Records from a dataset
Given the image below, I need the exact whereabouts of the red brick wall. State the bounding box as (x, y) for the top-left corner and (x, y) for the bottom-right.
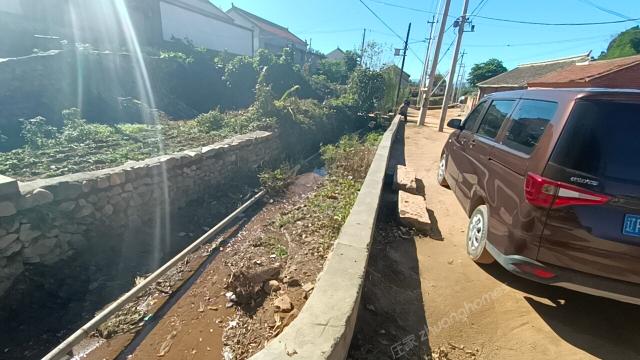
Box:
(591, 63), (640, 89)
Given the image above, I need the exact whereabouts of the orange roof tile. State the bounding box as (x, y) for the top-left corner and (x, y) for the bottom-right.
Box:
(529, 54), (640, 85)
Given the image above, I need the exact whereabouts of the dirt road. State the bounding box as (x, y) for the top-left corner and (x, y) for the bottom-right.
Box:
(352, 108), (640, 360)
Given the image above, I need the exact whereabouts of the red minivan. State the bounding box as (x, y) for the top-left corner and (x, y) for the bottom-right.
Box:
(438, 88), (640, 305)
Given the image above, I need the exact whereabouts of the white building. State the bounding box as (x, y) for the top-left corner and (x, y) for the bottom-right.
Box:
(226, 5), (307, 63)
(159, 0), (253, 56)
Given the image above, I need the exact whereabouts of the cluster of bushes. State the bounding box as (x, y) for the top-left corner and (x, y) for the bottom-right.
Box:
(0, 41), (390, 180)
(150, 41), (329, 116)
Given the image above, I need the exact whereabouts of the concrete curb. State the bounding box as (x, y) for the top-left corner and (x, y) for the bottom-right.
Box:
(250, 116), (401, 360)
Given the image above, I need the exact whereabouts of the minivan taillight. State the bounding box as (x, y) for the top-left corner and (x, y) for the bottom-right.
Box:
(524, 173), (610, 209)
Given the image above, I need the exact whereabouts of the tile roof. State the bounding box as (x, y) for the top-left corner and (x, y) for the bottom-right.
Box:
(529, 54), (640, 85)
(228, 5), (306, 47)
(478, 53), (590, 87)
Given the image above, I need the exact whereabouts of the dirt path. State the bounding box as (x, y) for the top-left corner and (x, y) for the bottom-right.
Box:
(352, 108), (640, 360)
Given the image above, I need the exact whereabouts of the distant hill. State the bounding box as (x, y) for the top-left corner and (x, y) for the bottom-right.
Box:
(599, 26), (640, 60)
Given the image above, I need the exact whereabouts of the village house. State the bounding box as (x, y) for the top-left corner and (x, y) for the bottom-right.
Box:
(326, 48), (346, 61)
(226, 4), (308, 64)
(528, 54), (640, 89)
(0, 0), (254, 57)
(476, 53), (590, 98)
(158, 0), (253, 55)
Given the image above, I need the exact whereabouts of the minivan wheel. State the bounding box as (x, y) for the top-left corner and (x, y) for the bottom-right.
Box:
(466, 205), (495, 264)
(437, 153), (450, 188)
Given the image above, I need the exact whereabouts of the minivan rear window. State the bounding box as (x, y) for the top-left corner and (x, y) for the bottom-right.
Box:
(502, 100), (558, 155)
(550, 100), (640, 185)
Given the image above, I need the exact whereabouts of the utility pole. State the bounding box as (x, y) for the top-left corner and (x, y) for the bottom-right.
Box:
(417, 0), (452, 126)
(452, 50), (465, 103)
(454, 63), (466, 102)
(418, 16), (437, 107)
(395, 23), (412, 108)
(360, 28), (367, 66)
(438, 0), (471, 132)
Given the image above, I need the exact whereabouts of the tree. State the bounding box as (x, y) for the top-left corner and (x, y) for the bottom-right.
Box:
(599, 26), (640, 60)
(343, 50), (360, 73)
(361, 41), (389, 70)
(467, 58), (507, 87)
(381, 65), (410, 112)
(316, 59), (348, 84)
(345, 68), (386, 113)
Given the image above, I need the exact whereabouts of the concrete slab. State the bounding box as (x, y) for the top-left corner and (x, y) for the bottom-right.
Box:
(393, 165), (418, 194)
(0, 175), (19, 198)
(398, 190), (431, 234)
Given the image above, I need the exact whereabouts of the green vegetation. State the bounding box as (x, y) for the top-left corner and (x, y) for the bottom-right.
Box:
(381, 66), (411, 112)
(305, 133), (381, 246)
(316, 50), (360, 85)
(467, 58), (508, 87)
(0, 43), (389, 181)
(264, 133), (382, 256)
(599, 26), (640, 60)
(259, 163), (296, 196)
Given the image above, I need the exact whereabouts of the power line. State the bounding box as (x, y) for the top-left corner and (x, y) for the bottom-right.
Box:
(577, 0), (636, 22)
(365, 0), (640, 26)
(438, 35), (457, 65)
(472, 14), (640, 26)
(367, 0), (456, 18)
(465, 34), (609, 48)
(357, 0), (424, 65)
(358, 0), (404, 40)
(469, 0), (489, 17)
(469, 0), (487, 16)
(297, 28), (364, 35)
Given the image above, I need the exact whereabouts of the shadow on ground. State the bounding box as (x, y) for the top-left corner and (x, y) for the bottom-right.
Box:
(348, 186), (431, 359)
(477, 262), (640, 359)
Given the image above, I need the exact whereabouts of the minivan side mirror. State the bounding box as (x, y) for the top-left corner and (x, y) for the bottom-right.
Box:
(447, 118), (463, 130)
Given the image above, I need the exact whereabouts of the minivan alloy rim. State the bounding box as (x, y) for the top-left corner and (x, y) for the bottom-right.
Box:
(438, 155), (446, 182)
(468, 213), (483, 251)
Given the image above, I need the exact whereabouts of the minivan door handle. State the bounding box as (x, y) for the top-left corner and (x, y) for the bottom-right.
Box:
(469, 139), (476, 148)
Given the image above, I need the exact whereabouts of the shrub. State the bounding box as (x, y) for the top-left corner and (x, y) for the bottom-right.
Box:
(224, 56), (258, 108)
(253, 49), (275, 70)
(60, 108), (116, 144)
(344, 68), (386, 114)
(259, 163), (295, 195)
(21, 116), (57, 149)
(321, 133), (381, 181)
(194, 109), (226, 133)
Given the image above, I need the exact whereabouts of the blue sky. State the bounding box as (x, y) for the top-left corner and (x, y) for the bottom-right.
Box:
(214, 0), (640, 81)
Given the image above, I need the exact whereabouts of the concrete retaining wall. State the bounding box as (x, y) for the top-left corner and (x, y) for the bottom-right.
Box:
(0, 131), (279, 296)
(250, 117), (400, 359)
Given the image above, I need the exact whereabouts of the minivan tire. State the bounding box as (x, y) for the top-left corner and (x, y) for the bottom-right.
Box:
(466, 205), (495, 264)
(437, 153), (450, 188)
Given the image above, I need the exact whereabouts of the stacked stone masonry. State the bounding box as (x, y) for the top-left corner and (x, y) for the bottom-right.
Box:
(0, 131), (279, 296)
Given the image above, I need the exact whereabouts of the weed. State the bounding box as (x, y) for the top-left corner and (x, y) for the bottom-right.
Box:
(273, 244), (288, 258)
(259, 163), (296, 196)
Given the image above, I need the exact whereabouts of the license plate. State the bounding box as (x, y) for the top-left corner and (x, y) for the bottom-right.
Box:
(623, 214), (640, 237)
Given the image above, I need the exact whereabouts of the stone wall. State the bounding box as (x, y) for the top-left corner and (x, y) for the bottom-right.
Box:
(0, 130), (279, 296)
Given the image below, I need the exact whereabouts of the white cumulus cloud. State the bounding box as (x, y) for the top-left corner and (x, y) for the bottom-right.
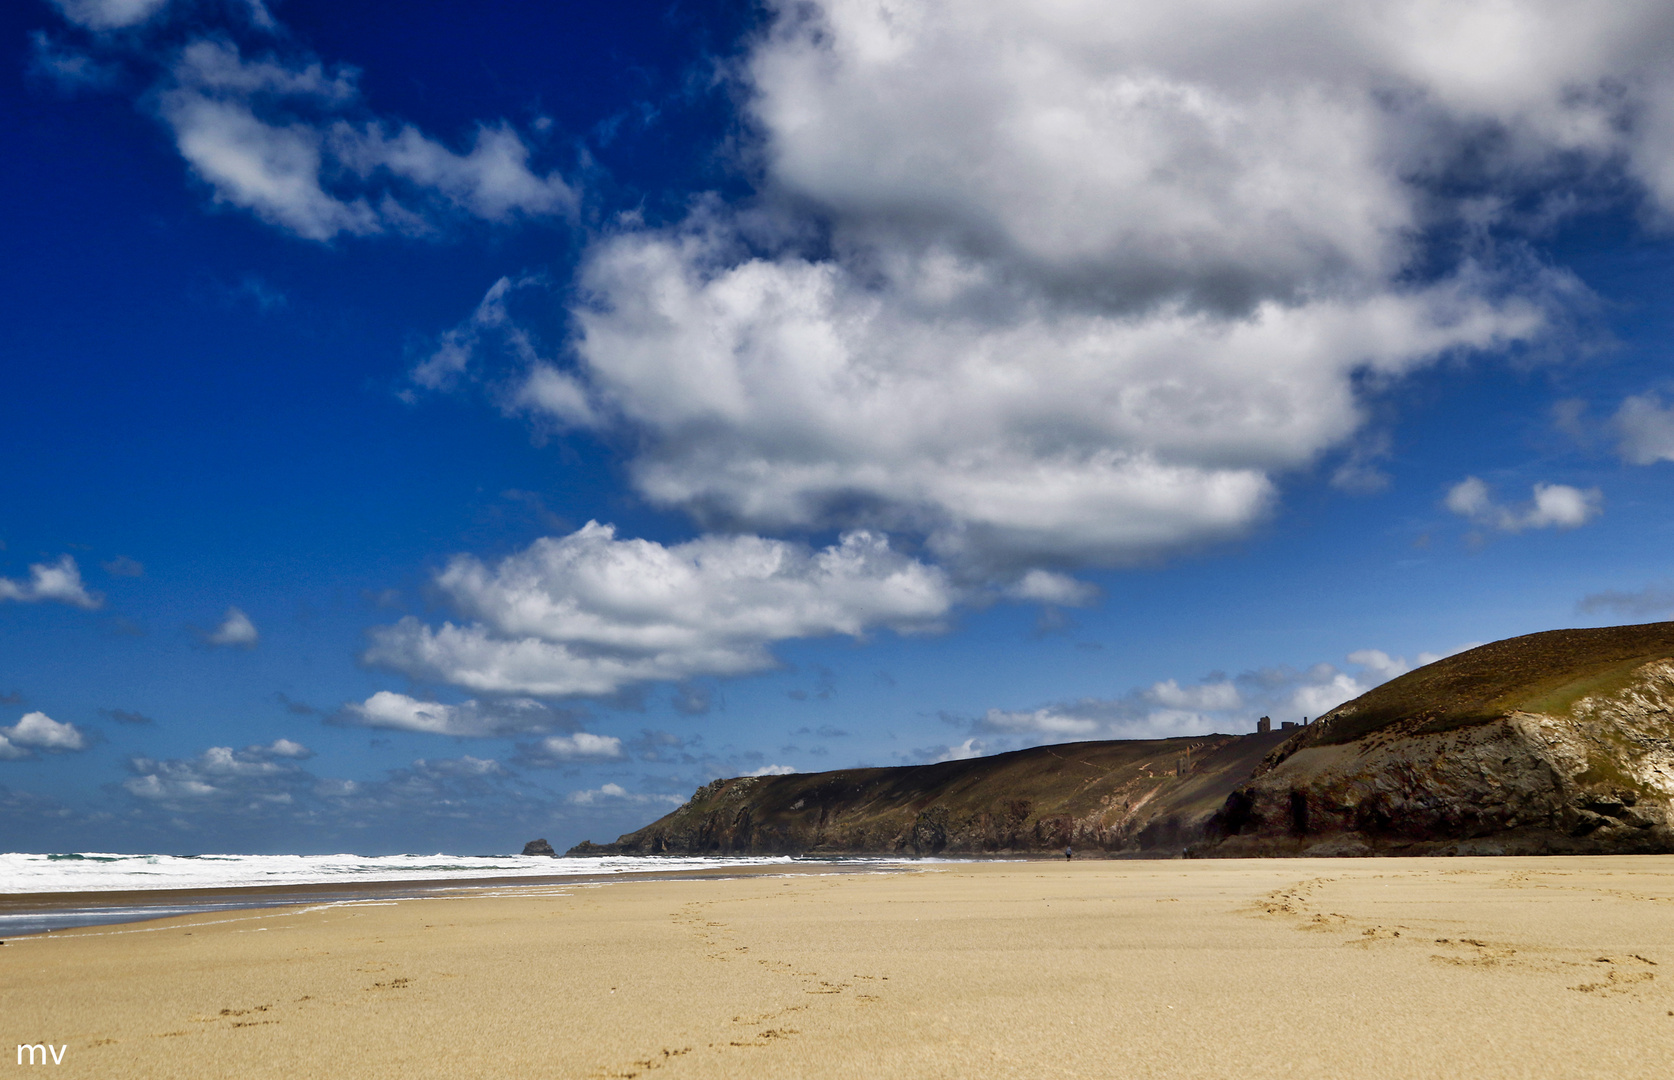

YOUR INSTRUCTIONS: Reply with nothing but the count of lines in the entries above that contain "stone".

SOLUTION FOR THIS TASK: 2